> [WHAT IS ASKED]
Identify every line in the records below that contains the string "instance", and copy each such line. Case matters.

(Extracted records)
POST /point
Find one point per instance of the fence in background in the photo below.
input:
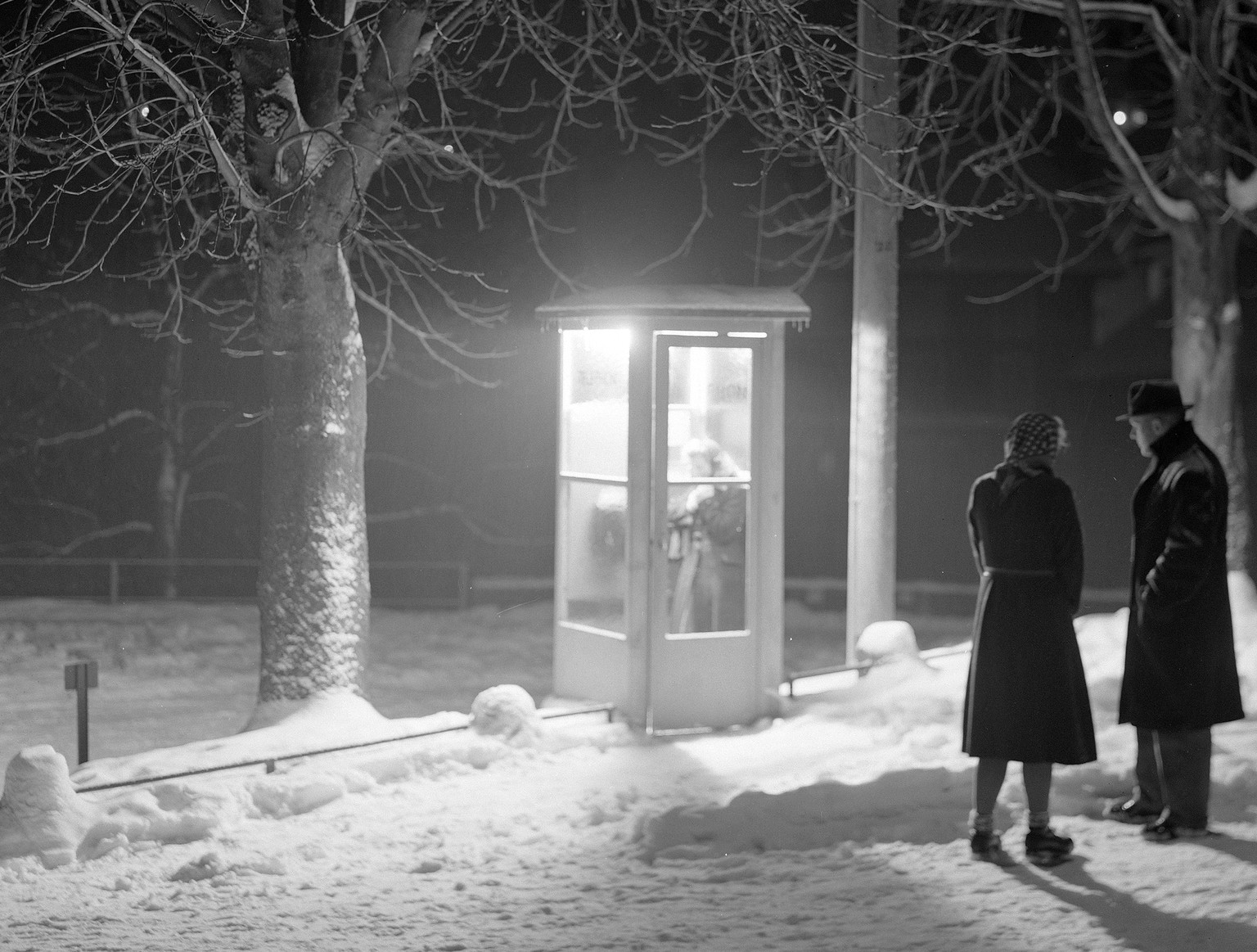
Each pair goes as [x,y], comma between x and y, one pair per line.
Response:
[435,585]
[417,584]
* * *
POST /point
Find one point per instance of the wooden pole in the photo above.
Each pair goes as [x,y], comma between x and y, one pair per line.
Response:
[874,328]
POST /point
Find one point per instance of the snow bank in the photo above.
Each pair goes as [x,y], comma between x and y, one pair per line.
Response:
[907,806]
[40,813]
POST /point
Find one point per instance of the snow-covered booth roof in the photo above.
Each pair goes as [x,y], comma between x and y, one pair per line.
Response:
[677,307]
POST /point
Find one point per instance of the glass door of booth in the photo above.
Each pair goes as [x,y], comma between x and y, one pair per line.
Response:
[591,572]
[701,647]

> [EXERCISE OUTPUT]
Find one point per instance of the fence in background in the photo below.
Find one point per instance of the wooden pole in the photo above.
Find one point per instance of the snow bank in the photo above.
Find one point per instance of the snow-covered booth roof in the photo above.
Find one point per instance of the glass door of booth in the photo above.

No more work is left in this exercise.